Excerpted passage:
..........

There’s a quote that’s often attributed to Albert Einstein which goes:

“If you can’t explain it simply, you don’t understand it well enough.”

Whether or not Einstein himself actually said this (it’s never been properly sourced, so it’s likely he didn’t), it’s still an insightful observation. It’s also one that yields a pretty powerful study tip when reversed:

**If you want to understand something well, try to explain it simply.**

By attempting to explain a concept in simple terms, you’ll quickly see where you have a good understanding of that concept. You’ll *also* be able to **instantly pinpoint your problem areas, **because they’ll be the areas where you either get stuck or where you end up resorting to using complex language and terminology.

This is the idea behind the **Feynman Technique.**

Named after the Nobel Prize-winning physicist Richard Feynman – who, in addition to being a brilliant scientist, was also called “The Great Explainer” for his ability to relay complex ideas to others in simple, intuitive ways – the Feynman Technique is a method for learning or reviewing a concept quickly by explaining it in **plain, simple language**.

In addition to helping you pinpoint those problem areas in the concept you’re trying to learn, the Feynman Technique gives you a quick, efficient way to shore up those areas using **targeted learning**. It’s a simple technique, but it’ll help you study much more efficiently once you put into action.

So how do you actually use it?

## How to Use the Feynman Technique

Since the root of this technique involves **explaining the concept, **you could execute it in a number of ways – including literally grabbing a friend and explaining to them what you’re learning. However, you don’t always have willing friends at hand, so here’s the simpler method that just involves a sheet of paper.

**Step 1:**Grab a sheet of paper and**write the name of the concept**at the top. You can use pretty much any concept or idea – even though the technique is named after Feynman, it’s not limited solely to math and science.**Step 2:**Explain the concept in your own words**as if you were teaching it to someone else**. Focus on using plain, simple language. Don’t limit your explanation to a simple definition or a broad overview; challenge yourself to work through an example or two as well to ensure you can put the concept into action.**Step 3:**Review your explanation and identify the areas where you**didn’t know something**or where you**feel your explanation is shaky**. Once you’ve pinpointed them, go back to the source material, your notes, or any examples you can find in order to shore up your understanding.**Step 4:**If there are any areas in your explanation where you’ve used lots of technical terms or complex language, challenge yourself to**re-write these sections in simpler terms**. Make sure your explanation could be understood by someone without the knowledge base you believe you already have.

..........

Task:
Rewrite everything in the study-tip passage from "This is the" down to "actually use it?", changing "Feynman Technique" to "Simple Explanation Method".

Provided data:
..........

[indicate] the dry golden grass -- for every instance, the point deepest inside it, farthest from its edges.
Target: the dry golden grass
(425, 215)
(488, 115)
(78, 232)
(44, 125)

..........

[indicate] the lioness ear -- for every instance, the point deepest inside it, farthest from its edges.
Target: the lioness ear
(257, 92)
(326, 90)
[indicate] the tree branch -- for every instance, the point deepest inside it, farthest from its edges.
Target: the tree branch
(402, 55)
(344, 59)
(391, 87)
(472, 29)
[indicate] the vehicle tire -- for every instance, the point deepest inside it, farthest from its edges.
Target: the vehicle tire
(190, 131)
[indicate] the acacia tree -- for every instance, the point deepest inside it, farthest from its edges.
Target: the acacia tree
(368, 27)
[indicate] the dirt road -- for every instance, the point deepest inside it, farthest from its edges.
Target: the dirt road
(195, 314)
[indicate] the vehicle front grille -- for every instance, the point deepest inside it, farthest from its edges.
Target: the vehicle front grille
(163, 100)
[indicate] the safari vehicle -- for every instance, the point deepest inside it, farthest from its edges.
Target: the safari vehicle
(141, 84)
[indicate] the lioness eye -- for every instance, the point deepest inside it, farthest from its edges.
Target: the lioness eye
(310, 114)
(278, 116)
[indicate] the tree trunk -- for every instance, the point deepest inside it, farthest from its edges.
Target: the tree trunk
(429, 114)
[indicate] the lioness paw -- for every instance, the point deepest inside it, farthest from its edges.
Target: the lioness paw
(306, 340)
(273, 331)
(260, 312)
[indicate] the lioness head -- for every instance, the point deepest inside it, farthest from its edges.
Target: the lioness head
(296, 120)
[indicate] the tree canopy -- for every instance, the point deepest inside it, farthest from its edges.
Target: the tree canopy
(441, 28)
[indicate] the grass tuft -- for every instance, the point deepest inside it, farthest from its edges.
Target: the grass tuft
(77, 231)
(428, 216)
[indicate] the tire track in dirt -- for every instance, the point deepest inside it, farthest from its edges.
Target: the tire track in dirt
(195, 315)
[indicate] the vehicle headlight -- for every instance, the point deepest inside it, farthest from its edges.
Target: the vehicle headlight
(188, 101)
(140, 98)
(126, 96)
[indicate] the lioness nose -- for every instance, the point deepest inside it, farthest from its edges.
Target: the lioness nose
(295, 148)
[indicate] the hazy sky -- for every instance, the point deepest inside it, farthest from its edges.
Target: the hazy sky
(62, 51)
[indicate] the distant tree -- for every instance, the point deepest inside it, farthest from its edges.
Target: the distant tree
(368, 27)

..........

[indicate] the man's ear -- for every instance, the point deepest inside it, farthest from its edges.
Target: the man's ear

..........

The response:
This is the idea behind the **Simple Explanation Method.**

Named after the Nobel Prize-winning physicist Richard Feynman – who, in addition to being a brilliant scientist, was also called “The Great Explainer” for his ability to relay complex ideas to others in simple, intuitive ways – the Simple Explanation Method is a method for learning or reviewing a concept quickly by explaining it in **plain, simple language**.

In addition to helping you pinpoint those problem areas in the concept you’re trying to learn, the Simple Explanation Method gives you a quick, efficient way to shore up those areas using **targeted learning**. It’s a simple technique, but it’ll help you study much more efficiently once you put into action.

So how do you actually use it?